**Work required**. Pick out each line of the material that contains the string "rough" and copy those lines in their original order.

☆ ☆ ☆ ☆ ☆ ☆ ☆

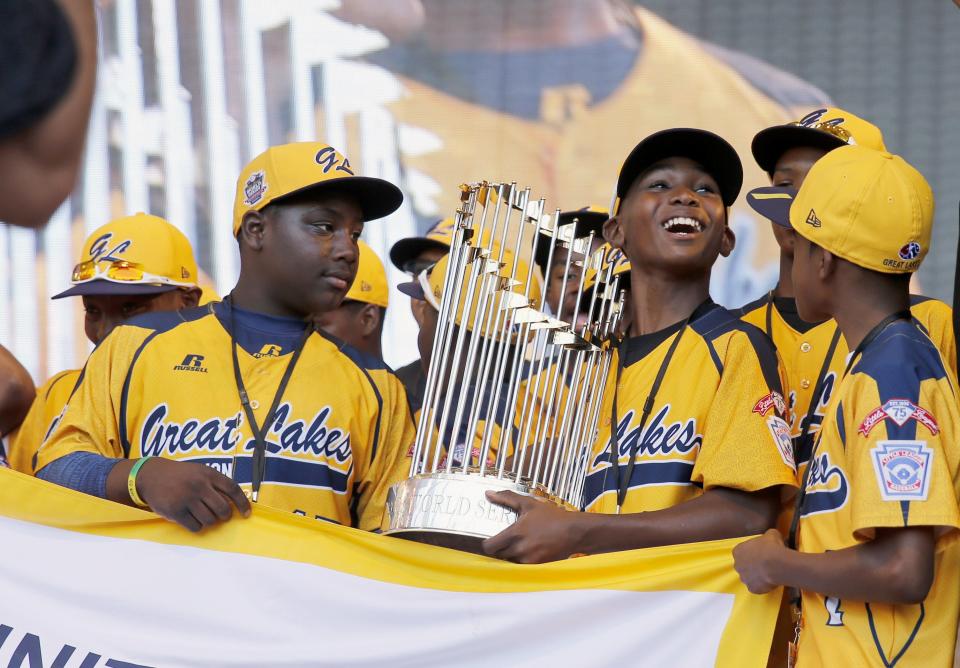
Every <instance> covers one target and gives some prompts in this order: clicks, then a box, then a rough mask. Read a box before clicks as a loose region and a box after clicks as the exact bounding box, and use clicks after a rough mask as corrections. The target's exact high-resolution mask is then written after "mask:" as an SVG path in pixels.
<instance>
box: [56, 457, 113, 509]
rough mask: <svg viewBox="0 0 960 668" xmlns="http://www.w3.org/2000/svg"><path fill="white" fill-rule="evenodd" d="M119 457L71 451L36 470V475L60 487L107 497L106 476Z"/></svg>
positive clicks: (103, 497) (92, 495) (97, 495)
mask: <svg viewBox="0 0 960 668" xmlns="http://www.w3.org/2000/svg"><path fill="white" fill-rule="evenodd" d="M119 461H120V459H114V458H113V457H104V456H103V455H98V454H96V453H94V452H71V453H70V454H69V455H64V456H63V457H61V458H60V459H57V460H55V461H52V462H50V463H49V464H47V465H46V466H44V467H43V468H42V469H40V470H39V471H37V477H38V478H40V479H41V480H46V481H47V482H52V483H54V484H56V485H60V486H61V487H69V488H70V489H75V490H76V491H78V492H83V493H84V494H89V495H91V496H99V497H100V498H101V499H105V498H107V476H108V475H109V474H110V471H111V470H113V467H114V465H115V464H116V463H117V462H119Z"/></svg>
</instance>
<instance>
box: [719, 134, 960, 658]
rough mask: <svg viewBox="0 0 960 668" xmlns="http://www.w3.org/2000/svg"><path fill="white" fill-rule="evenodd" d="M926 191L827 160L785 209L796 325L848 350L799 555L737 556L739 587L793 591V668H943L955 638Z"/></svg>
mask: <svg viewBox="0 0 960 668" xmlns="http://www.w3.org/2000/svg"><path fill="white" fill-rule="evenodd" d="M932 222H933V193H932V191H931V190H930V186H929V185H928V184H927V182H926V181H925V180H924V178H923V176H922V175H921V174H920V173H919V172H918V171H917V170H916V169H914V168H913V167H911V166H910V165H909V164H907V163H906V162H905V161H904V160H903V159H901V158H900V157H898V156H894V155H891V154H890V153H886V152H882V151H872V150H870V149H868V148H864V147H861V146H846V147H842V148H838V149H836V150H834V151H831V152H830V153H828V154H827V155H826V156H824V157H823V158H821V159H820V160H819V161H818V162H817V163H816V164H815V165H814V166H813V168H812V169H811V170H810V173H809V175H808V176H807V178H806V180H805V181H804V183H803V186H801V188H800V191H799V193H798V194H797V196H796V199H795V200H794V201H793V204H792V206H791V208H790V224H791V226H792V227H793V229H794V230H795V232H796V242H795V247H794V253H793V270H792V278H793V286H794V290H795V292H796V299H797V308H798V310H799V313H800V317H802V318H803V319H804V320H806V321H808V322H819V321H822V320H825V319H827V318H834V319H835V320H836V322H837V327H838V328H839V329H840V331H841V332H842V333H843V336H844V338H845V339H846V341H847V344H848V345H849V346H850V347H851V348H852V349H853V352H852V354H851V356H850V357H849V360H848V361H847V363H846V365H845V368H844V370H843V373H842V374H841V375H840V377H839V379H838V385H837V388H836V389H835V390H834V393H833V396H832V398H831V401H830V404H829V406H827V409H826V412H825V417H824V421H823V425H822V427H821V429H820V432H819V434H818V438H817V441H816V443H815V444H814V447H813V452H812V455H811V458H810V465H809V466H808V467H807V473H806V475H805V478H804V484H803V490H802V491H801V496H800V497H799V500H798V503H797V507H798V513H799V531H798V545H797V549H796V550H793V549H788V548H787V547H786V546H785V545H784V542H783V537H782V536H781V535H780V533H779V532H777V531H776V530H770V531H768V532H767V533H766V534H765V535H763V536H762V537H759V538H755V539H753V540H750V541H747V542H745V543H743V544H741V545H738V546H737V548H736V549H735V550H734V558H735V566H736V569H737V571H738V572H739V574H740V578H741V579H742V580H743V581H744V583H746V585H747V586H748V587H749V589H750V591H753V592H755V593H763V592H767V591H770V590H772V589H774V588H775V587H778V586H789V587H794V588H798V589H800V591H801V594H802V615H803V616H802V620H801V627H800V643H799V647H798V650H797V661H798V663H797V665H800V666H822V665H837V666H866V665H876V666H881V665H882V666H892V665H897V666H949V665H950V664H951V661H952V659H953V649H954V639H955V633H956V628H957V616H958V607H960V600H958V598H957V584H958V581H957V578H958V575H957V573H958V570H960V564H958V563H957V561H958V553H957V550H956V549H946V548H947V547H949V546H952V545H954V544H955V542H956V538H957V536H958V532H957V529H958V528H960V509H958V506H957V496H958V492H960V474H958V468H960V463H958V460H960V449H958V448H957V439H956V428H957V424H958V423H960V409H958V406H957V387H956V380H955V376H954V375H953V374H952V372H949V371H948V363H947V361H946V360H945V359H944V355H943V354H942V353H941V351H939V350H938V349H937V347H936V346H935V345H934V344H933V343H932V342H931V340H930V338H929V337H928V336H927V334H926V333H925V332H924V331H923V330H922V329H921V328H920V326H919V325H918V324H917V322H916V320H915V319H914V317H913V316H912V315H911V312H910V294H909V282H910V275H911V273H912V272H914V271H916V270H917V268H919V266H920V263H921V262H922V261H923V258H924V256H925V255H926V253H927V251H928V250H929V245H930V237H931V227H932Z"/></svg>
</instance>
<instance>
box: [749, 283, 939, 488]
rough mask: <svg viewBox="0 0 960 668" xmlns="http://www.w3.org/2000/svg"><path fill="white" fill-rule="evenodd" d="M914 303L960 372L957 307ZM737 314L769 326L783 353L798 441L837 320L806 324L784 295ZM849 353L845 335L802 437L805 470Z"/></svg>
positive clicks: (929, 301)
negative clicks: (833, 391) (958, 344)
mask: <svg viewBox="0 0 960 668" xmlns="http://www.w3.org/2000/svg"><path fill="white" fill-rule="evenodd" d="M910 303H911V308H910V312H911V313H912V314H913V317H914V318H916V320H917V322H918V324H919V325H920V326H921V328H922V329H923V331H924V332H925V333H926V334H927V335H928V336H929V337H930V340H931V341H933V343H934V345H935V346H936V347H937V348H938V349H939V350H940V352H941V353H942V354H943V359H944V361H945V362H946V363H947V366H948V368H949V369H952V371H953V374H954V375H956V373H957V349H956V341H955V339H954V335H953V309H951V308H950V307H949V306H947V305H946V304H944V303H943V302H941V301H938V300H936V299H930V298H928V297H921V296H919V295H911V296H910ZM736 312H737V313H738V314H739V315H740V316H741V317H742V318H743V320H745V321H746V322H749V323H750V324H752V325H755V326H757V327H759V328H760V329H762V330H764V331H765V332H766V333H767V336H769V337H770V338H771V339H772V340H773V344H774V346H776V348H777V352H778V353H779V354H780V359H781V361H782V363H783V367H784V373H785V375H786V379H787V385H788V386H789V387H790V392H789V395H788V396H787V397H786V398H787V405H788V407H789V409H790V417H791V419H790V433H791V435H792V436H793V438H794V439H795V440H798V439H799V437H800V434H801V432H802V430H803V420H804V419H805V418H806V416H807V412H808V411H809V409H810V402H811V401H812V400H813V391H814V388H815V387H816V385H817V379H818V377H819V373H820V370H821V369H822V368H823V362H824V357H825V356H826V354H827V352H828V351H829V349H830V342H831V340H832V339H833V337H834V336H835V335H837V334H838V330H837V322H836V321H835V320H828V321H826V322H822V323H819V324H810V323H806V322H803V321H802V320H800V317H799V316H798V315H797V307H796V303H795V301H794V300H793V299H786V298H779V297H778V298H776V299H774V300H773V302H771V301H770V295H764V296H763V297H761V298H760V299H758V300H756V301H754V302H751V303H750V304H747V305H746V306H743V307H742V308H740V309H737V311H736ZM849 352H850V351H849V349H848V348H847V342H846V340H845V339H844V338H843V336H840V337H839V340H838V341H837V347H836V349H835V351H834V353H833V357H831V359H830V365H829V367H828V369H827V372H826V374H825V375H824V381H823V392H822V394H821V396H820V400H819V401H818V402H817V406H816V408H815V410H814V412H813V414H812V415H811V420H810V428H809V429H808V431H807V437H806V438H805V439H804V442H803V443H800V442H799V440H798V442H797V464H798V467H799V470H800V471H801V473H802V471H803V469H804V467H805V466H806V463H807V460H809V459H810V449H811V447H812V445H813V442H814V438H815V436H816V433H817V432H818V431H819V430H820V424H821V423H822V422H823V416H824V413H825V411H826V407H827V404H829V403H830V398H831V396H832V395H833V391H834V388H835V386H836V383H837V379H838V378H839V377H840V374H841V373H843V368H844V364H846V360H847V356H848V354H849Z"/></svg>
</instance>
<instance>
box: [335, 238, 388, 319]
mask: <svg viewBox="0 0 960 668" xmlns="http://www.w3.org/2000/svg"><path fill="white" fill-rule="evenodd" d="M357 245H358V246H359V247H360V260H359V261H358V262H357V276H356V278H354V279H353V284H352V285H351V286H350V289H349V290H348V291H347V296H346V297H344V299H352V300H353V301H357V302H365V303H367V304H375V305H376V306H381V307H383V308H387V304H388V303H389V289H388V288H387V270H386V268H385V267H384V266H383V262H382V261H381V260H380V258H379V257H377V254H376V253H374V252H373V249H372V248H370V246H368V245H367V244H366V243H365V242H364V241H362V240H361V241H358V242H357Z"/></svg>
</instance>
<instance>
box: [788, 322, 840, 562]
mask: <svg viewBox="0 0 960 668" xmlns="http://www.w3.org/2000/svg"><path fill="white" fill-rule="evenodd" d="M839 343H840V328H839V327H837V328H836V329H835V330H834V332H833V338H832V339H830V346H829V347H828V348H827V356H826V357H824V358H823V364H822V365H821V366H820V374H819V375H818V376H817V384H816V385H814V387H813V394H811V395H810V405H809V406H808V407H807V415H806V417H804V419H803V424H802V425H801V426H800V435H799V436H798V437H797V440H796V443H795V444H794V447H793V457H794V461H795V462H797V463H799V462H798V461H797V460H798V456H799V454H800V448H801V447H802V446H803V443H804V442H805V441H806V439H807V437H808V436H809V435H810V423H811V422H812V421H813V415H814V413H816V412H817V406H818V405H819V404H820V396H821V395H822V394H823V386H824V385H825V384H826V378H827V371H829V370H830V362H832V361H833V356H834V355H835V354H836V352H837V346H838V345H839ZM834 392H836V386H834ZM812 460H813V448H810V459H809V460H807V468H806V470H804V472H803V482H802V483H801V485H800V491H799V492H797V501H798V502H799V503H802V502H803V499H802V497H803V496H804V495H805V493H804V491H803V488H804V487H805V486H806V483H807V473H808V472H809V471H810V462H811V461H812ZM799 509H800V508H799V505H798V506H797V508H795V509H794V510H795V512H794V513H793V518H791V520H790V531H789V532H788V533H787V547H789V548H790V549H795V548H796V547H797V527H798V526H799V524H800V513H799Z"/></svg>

☆ ☆ ☆ ☆ ☆ ☆ ☆

**Exercise response**.
Every <instance> covers one target and gives some prompts in this order: clicks, then a box, then a rough mask. Read a box before clicks as a loose region and a box after clicks as the exact bounding box, and use clicks after a rough mask as corrections. The target's exact high-resolution mask is then written after "mask:" as an SVG path in pixels.
rough mask: <svg viewBox="0 0 960 668" xmlns="http://www.w3.org/2000/svg"><path fill="white" fill-rule="evenodd" d="M119 457L71 451L36 470V475L60 487L107 497L106 476Z"/></svg>
rough mask: <svg viewBox="0 0 960 668" xmlns="http://www.w3.org/2000/svg"><path fill="white" fill-rule="evenodd" d="M926 191L827 160L785 209L796 325L848 350L799 555L737 556L739 587L793 591V668H943L955 638Z"/></svg>
rough mask: <svg viewBox="0 0 960 668" xmlns="http://www.w3.org/2000/svg"><path fill="white" fill-rule="evenodd" d="M914 303L960 372L957 307ZM737 314L769 326L783 353L798 441L837 320L806 324L784 295ZM849 353L845 335L802 437L805 470Z"/></svg>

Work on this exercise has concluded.